Below are records. Transcribe exactly the lines from the one that contains "cookie with chopped" through the last line, leaving any pictures out.

» SOURCE RECORDS:

•••

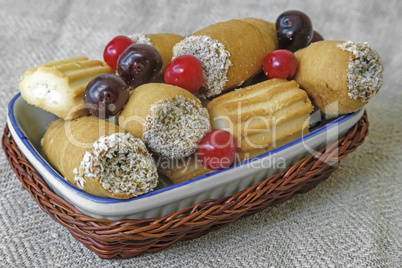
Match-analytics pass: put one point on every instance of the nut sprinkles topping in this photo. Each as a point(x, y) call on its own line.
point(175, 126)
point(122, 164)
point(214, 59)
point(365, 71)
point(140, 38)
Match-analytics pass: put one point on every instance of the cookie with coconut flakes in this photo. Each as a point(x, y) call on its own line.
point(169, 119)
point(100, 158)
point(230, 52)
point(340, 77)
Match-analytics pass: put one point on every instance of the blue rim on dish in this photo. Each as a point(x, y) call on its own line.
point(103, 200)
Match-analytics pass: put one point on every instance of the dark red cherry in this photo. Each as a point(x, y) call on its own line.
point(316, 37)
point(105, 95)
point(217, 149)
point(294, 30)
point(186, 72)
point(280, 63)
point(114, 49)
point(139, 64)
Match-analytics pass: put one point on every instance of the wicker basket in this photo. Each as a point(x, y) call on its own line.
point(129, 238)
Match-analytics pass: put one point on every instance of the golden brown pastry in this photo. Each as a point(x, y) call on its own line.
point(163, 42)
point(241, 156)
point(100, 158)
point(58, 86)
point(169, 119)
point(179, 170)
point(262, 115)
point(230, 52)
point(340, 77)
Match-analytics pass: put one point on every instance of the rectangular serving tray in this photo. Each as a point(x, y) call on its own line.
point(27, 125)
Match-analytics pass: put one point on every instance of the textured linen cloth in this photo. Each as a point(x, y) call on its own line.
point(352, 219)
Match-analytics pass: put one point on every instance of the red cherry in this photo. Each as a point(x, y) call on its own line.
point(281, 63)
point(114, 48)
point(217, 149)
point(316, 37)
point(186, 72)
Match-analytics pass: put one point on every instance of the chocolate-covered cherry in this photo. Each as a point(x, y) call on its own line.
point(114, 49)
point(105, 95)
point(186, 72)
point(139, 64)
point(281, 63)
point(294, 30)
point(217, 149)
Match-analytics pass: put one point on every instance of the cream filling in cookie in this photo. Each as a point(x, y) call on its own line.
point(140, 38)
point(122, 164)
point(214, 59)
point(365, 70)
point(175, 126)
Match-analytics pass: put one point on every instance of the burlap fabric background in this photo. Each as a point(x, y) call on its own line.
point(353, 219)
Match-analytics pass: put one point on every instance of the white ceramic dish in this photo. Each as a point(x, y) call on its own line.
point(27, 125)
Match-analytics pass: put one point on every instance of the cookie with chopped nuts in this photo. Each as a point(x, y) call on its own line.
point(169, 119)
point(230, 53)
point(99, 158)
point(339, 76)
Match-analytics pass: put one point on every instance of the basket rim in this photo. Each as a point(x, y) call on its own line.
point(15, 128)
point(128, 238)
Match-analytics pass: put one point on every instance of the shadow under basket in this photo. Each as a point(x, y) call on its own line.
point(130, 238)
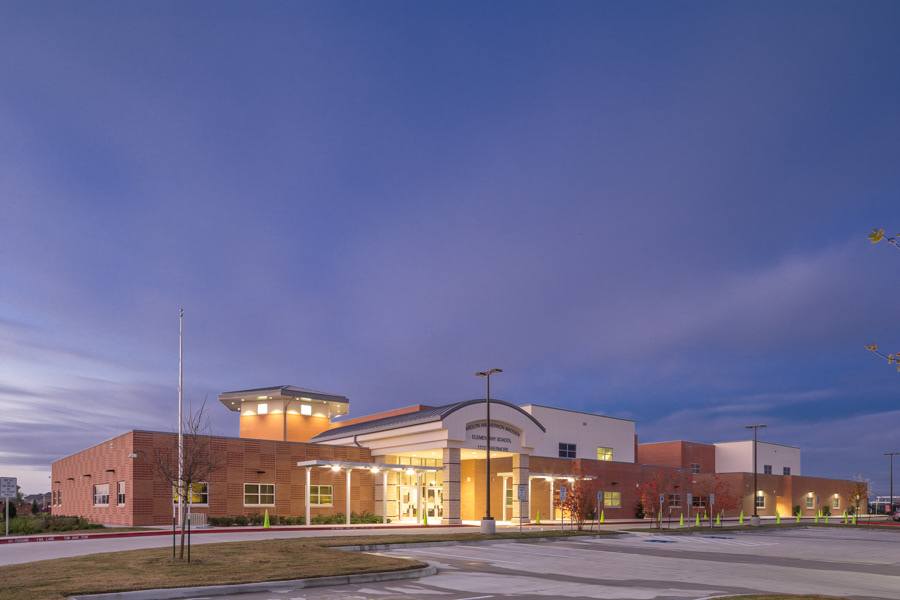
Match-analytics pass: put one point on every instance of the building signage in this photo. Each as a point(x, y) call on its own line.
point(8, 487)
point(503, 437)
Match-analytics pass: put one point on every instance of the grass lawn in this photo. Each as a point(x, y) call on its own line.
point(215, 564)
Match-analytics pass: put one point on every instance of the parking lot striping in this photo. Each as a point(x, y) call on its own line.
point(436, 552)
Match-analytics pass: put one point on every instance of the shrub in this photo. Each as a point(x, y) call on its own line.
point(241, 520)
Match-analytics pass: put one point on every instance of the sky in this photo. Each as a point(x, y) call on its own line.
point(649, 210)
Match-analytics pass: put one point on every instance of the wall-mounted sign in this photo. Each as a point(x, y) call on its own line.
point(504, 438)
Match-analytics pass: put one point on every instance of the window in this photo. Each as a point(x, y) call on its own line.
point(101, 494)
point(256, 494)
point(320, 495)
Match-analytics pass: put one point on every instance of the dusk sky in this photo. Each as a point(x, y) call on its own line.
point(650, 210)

•••

» REPLY TO THE EXERCISE:
Match-analytics pass: put one point on every instance of the cookie with chopped nuts in this photo. Each as a point(x, y) call on its own line.
point(169, 119)
point(230, 53)
point(99, 158)
point(339, 76)
Match-analytics pass: put one point on every instance of the basket rim in this photo. Each as a point(x, y) call on its own line.
point(15, 128)
point(128, 238)
Match-analytics pass: put one point on every instance of the shadow under basket in this photo. Each as a point(x, y) call on its own line.
point(130, 238)
Match-analytics pass: put one point on every instance of the building signage in this photo. Each as a point(x, y) call on its own line.
point(8, 487)
point(503, 437)
Match-analytics pass: put one point on every instance of the grass lawn in this photo. Each as a point(x, y) call on its own line.
point(215, 564)
Match-analytics pass: put one point on every instance of the parking lot striping in this photo. Each as a point(x, y) call on its own line.
point(436, 552)
Match-analytics pass: put one point on every instance of the shrub in this photo. Each as a point(x, y) call on its own line.
point(241, 520)
Match-analytics pass: put one point on every instance of the sky in this photo. Each as a point(x, y) call on its own line.
point(649, 210)
Match-analytics pass: put one point on every instance of the wall-mounted sign in this photo. Each as a point(x, y) call on its own line.
point(504, 438)
Match-analytics pass: put one point on every instance of the window in this photo. Each as a point(x, y) call on its own line.
point(101, 494)
point(256, 494)
point(320, 495)
Match-analytics pass: put one point on every instance of the dusk sky in this photo. Each as a point(x, y) call on its own line.
point(650, 210)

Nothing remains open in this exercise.